## Work order
Restate word for word the lines that run from the one containing "the red flag" to the last line of the data, both ends included.

## Records shown
_ _ _ _

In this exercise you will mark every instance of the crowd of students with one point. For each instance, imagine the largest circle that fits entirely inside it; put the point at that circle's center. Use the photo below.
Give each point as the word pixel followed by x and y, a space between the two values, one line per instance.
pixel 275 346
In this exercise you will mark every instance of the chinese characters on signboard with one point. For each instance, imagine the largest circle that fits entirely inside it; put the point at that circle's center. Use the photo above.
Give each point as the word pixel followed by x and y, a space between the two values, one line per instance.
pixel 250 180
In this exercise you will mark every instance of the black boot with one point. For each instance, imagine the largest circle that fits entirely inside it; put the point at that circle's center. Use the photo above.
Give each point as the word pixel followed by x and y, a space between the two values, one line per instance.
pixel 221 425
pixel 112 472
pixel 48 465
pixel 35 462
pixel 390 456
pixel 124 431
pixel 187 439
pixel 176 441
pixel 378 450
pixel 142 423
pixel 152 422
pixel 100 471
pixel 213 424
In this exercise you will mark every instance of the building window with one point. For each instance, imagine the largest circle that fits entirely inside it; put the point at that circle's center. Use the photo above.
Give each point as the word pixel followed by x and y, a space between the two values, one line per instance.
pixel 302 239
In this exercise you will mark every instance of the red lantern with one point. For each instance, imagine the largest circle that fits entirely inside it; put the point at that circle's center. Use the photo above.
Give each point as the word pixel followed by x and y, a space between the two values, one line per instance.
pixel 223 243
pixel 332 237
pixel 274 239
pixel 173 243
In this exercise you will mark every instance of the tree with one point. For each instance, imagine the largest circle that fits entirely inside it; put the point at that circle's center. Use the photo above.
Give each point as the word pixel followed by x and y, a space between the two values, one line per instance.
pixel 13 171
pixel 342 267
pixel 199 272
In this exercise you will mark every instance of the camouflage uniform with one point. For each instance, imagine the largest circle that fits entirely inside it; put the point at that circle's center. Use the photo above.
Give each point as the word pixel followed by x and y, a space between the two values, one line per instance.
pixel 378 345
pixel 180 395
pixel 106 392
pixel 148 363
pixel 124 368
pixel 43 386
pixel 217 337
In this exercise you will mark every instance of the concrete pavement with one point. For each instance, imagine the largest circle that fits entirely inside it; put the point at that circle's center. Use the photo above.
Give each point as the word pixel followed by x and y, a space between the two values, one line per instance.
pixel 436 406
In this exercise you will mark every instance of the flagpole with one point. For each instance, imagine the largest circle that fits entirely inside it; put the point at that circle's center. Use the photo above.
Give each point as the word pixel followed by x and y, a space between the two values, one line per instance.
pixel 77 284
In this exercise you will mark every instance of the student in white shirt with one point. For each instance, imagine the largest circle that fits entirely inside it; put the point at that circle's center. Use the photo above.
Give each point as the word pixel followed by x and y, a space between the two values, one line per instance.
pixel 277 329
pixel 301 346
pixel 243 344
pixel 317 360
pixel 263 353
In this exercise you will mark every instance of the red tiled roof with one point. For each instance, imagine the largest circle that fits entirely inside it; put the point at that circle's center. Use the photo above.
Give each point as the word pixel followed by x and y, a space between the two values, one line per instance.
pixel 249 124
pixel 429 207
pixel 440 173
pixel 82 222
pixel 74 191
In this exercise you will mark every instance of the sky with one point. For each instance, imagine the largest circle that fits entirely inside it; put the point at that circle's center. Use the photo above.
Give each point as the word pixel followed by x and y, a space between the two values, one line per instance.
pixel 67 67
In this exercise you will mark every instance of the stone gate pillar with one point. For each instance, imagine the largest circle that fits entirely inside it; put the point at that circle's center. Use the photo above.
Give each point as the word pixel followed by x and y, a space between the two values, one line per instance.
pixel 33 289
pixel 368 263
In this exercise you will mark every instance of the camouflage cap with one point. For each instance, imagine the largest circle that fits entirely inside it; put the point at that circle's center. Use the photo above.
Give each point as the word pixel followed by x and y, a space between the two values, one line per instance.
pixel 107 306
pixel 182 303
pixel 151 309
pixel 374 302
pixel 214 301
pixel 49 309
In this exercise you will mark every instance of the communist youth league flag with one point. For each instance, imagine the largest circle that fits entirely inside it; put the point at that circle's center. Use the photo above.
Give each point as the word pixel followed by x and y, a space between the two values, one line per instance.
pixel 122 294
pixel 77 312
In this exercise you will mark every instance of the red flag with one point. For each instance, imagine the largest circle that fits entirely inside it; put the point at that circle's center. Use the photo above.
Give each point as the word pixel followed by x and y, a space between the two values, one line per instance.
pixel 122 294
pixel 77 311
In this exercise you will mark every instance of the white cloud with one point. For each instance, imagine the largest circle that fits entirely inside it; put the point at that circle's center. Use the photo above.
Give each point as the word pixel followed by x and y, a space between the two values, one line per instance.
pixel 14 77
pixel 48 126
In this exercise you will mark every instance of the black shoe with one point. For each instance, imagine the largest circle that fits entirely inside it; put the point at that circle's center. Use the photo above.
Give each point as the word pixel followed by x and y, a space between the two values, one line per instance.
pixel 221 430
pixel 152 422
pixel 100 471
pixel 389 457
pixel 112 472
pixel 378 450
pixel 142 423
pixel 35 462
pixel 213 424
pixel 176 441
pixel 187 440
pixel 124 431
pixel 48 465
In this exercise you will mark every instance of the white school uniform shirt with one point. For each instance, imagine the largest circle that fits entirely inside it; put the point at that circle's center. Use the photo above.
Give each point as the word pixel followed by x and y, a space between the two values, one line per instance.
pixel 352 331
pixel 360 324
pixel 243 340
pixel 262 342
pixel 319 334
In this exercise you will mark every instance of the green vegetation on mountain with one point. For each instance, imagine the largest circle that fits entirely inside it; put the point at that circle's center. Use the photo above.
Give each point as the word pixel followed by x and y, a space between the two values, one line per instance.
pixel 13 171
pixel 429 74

_ _ _ _

## Task answer
In this exercise you will mark every instance of the red flag with one point. For each instance, imagine the largest circle that fits entirely inside it; put the point at that circle's center. Use the photo above.
Give each point as the word pixel followed by x and y, a space between the two values, one line per instance.
pixel 122 294
pixel 77 311
In this exercise you will mark every instance of the white cloud with one point. For each instance, imagine the largest circle that fits entirely inside it; put the point at that circle's center. Use the photo above.
Give each point as the word pixel followed by x and y, a space between the two values, one line per instance.
pixel 14 77
pixel 48 126
In this exercise you will mark every instance of the black shoe with one point. For each instance, imagine the largest circle that fits entirely inside it; put the point at that circle's center. Use the photo above.
Give each point as the word pixel followed by x and y, a space between the two values, one line per instance.
pixel 221 430
pixel 152 422
pixel 100 471
pixel 389 457
pixel 112 472
pixel 378 450
pixel 142 423
pixel 35 462
pixel 213 424
pixel 176 441
pixel 187 440
pixel 124 431
pixel 48 465
In this exercise you will mark every instance of the white school uniform shirt with one point. For each instance, imagine the largest circle that fits entirely inside it; put the point at that circle's center. Use the photo above.
Give each point as the word pixel followed by x and y, a space between the two values, one line per instance.
pixel 352 331
pixel 360 324
pixel 243 340
pixel 262 342
pixel 319 334
In this exercise you will mark every instance of the green vegetation on mountain with one point. For each instance, imagine the largest circle that fits entirely inside it; put the point at that circle's center. Use the photo above.
Give each point as the word pixel followed by x and y, a space between the two values, one line per instance.
pixel 13 171
pixel 429 74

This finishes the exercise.